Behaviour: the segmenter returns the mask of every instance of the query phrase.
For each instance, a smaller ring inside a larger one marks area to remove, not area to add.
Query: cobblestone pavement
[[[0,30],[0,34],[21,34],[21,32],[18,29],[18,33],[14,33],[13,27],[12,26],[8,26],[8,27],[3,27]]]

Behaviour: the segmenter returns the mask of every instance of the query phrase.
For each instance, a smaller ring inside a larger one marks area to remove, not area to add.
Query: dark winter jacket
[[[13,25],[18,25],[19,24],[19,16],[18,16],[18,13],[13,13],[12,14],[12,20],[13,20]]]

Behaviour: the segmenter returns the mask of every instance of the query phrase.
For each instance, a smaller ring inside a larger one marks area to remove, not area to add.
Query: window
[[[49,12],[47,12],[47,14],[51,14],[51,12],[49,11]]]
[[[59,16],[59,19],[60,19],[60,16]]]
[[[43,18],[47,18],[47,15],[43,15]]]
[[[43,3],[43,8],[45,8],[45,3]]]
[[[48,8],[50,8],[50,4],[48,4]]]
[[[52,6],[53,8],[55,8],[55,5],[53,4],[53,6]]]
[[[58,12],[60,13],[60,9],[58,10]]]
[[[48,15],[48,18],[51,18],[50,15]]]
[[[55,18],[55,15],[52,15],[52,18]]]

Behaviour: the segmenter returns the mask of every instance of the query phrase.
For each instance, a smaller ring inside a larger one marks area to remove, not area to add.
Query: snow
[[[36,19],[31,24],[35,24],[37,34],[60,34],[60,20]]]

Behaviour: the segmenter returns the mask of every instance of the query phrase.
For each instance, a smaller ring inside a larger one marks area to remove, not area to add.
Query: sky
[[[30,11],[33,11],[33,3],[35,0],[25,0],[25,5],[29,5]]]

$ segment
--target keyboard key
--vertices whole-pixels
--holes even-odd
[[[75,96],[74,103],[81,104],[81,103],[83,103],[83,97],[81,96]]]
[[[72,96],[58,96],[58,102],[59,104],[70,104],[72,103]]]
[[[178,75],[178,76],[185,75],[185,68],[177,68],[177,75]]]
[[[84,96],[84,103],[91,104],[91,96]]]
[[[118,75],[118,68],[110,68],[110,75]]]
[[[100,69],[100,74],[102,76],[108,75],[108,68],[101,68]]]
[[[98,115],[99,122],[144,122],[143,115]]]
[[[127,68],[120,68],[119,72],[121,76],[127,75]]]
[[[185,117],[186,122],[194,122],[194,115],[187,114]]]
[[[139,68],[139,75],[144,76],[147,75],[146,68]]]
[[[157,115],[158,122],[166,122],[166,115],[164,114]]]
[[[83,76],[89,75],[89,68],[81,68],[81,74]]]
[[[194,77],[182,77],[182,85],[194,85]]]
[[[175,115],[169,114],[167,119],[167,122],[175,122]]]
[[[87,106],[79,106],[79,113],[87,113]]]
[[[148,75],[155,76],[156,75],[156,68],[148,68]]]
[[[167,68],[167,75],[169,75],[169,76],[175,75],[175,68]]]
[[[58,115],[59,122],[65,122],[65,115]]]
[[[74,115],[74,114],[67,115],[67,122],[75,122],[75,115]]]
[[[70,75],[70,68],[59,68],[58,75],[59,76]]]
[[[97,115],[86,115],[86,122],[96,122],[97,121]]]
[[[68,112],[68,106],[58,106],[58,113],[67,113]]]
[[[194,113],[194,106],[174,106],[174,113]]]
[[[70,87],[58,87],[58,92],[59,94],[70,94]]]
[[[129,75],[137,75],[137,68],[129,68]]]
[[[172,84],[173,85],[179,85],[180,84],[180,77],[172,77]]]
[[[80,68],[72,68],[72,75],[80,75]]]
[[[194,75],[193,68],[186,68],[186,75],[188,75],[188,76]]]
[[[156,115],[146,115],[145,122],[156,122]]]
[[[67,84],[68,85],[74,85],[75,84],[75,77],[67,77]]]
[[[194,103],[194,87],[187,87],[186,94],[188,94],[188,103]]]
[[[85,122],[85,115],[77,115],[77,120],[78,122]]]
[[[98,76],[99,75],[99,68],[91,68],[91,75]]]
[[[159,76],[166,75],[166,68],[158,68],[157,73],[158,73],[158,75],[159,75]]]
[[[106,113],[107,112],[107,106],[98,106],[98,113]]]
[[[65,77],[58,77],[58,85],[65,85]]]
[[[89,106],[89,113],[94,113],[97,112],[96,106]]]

○ ○ ○ ○

Write out all of the material above, line for line and unchanged.

Response to the task:
Behaviour: the segmenter returns the mask of every instance of the query phrase.
For each instance, a smaller ring inside a larger one marks area to remove, not area to add.
Query: cobblestone pavement
[[[0,30],[0,34],[21,34],[21,32],[18,29],[18,33],[14,33],[13,27],[12,26],[8,26],[8,27],[3,27]]]

Behaviour: the segmenter returns the mask of every instance of the query phrase.
For each instance, a smaller ring inside a larger one marks area to remove, not area to add.
Query: dark winter jacket
[[[13,25],[18,25],[19,24],[19,16],[18,16],[18,13],[13,13],[12,14],[12,20],[13,20]]]

Behaviour: the segmenter returns the mask of every instance of the query phrase.
For each instance, a smaller ring inside a larger one marks area to remove, not area to add.
Query: window
[[[49,12],[47,12],[47,14],[51,14],[51,12],[49,11]]]
[[[59,16],[59,19],[60,19],[60,16]]]
[[[43,18],[47,18],[47,15],[43,15]]]
[[[43,3],[43,8],[45,8],[45,3]]]
[[[48,8],[50,8],[50,4],[48,4]]]
[[[52,6],[53,8],[55,8],[55,5],[53,4],[53,6]]]
[[[58,12],[60,13],[60,9],[58,10]]]
[[[48,15],[48,18],[51,18],[50,15]]]
[[[55,18],[55,15],[52,15],[52,18]]]

Behaviour: the segmenter returns the mask of every instance of the query phrase.
For each instance, a smaller ring inside a larger one marks area to remove, not area to add.
Query: snow
[[[36,19],[31,24],[35,24],[37,34],[60,34],[60,20]]]

Behaviour: the segmenter returns the mask of every instance of the query phrase.
For each instance, a smaller ring inside a larger one marks area to remove, not area to add.
Query: sky
[[[30,11],[33,11],[33,3],[35,0],[25,0],[25,5],[29,5]]]

$ segment
--target keyboard key
--vertices whole-pixels
--holes even-odd
[[[75,96],[74,103],[81,104],[81,103],[83,103],[83,97],[81,96]]]
[[[72,96],[58,96],[58,102],[59,104],[70,104],[72,103]]]
[[[178,75],[178,76],[185,75],[185,68],[177,68],[177,75]]]
[[[84,96],[84,103],[91,104],[91,96]]]
[[[118,75],[118,68],[110,68],[110,75]]]
[[[100,69],[100,74],[102,76],[108,75],[108,68],[101,68]]]
[[[98,115],[99,122],[144,122],[143,115]]]
[[[127,68],[120,68],[119,72],[121,76],[127,75]]]
[[[185,117],[186,122],[194,122],[194,115],[187,114]]]
[[[139,68],[139,75],[144,76],[147,75],[146,68]]]
[[[157,115],[158,122],[166,122],[166,115],[164,114]]]
[[[83,76],[89,75],[89,68],[81,68],[81,74]]]
[[[194,77],[182,77],[182,85],[194,85]]]
[[[175,115],[169,114],[167,119],[167,122],[175,122]]]
[[[87,106],[79,106],[79,113],[87,113]]]
[[[148,75],[155,76],[156,75],[156,68],[148,68]]]
[[[167,68],[167,75],[169,75],[169,76],[175,75],[175,68]]]
[[[58,115],[59,122],[65,122],[65,115]]]
[[[74,115],[74,114],[67,115],[67,122],[75,122],[75,115]]]
[[[70,75],[70,68],[59,68],[58,75],[59,76]]]
[[[97,115],[86,115],[86,122],[96,122],[97,121]]]
[[[68,112],[68,106],[58,106],[58,113],[67,113]]]
[[[194,113],[194,106],[174,106],[174,113]]]
[[[70,87],[58,87],[58,92],[59,94],[70,94]]]
[[[129,75],[137,75],[137,68],[129,68]]]
[[[172,84],[173,85],[179,85],[180,84],[180,77],[172,77]]]
[[[80,68],[72,68],[72,75],[80,75]]]
[[[194,75],[193,68],[186,68],[186,75],[188,75],[188,76]]]
[[[156,115],[146,115],[145,122],[156,122]]]
[[[67,84],[68,85],[74,85],[75,84],[75,77],[67,77]]]
[[[194,103],[194,87],[187,87],[186,94],[188,94],[188,103]]]
[[[85,122],[85,115],[77,115],[77,120],[78,122]]]
[[[98,76],[99,75],[99,68],[91,68],[91,75]]]
[[[159,76],[166,75],[166,68],[158,68],[157,73],[158,73],[158,75],[159,75]]]
[[[106,113],[107,112],[107,106],[98,106],[98,113]]]
[[[65,77],[58,77],[58,85],[65,85]]]
[[[89,106],[89,113],[94,113],[97,112],[96,106]]]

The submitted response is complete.